PROBLEM: Which academic degrees does the excerpt on Cynthia Rosenzweig say she earned? Give each with its field and year.

American agronomist and climatologist

Cynthia E. Rosenzweig (née Ropes) (born c. 1958) is an American agronomist and climatologist at NASA Goddard Institute for Space Studies, located at Columbia University, "who helped pioneer the study of climate change and agriculture." She is an adjunct senior research scientist at the Columbia Climate School and has over 300 publications, over 80 peer-reviewed articles, has authored or edited eight books. She has also served in many different organizations working to develop plans to manage climate change, at the global level with the IPCC as well as in New York City after Hurricane Sandy.

==Education and academic career==
Rosenzweig attended Cook College (at Rutgers University) earning a Bachelor of Arts degree in agricultural sciences in 1980. Rosenzweig's focus on agriculture began in 1969, when she and her future husband rented and operated a farm in Tuscany, Italy, picking grapes and olives and raising animals like goats, pigs, ducks, and geese. She decided to return to university to study agriculture, earning a Master of Science degree in Soils and Crops from Rutgers University in 1983. During her Master's, she was hired by NASA Goddard Institute for Space Studies to study cropland using satellite data. She then earned her Ph.D. from the University of Massachusetts Amherst in Plant, Soil and Environmental Sciences in 1991.

She has continued working for NASA, where she has been the head of the Climate Impacts Group since 1993. Her work with the IPCC Task Force on Data was recognized when the 2007 Nobel Peace Prize was awarded jointly to Al Gore and the IPCC.

A data block:
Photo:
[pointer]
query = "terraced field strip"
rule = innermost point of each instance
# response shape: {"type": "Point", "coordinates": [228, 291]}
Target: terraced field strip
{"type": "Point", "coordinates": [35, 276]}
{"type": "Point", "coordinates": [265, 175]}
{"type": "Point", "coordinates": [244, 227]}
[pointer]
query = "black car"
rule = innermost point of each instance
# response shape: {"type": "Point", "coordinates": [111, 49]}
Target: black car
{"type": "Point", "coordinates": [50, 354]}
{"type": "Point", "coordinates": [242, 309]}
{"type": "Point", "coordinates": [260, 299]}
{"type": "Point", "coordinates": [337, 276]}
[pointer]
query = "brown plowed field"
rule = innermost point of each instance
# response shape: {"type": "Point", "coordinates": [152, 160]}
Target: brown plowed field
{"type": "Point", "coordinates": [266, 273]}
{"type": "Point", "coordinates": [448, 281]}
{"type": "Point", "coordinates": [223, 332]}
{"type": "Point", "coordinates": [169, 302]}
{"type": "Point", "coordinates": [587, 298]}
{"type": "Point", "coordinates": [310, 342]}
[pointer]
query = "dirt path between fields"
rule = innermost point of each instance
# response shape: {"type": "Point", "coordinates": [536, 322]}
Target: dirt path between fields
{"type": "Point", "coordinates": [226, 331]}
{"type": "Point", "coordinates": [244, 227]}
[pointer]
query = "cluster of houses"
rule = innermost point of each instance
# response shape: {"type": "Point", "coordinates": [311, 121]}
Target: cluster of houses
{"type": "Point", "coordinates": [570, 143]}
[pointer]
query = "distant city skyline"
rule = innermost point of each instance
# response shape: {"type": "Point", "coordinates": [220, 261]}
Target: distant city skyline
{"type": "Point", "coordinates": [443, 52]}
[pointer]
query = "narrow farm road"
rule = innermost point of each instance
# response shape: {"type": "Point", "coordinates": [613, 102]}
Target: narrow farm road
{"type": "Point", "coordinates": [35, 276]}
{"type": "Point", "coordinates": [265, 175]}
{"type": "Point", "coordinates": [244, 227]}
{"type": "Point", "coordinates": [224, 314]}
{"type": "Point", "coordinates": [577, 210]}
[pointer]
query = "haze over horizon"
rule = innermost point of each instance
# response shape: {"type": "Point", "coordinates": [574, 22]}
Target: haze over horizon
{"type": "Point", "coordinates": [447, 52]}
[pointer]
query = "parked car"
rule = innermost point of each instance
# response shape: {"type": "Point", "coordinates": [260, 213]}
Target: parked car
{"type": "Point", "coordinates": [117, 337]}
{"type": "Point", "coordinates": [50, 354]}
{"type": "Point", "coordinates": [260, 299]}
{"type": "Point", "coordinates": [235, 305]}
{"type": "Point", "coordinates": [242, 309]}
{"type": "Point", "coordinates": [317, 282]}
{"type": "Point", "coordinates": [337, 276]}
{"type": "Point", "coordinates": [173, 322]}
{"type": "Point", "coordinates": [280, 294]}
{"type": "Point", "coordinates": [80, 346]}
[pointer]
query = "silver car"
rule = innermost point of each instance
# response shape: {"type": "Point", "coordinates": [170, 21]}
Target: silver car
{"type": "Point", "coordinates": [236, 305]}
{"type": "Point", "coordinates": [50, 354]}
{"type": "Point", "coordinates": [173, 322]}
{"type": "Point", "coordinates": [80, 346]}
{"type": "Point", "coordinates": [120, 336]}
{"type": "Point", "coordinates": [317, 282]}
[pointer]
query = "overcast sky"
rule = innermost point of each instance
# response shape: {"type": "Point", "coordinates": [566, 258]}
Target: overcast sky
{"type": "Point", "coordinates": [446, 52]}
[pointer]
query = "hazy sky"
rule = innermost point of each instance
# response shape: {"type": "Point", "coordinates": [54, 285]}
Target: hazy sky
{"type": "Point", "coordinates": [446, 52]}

RESULT OF THE TASK:
- Bachelor of Arts in agricultural sciences, 1980
- Master of Science in Soils and Crops, 1983
- Ph.D. in Plant, Soil and Environmental Sciences, 1991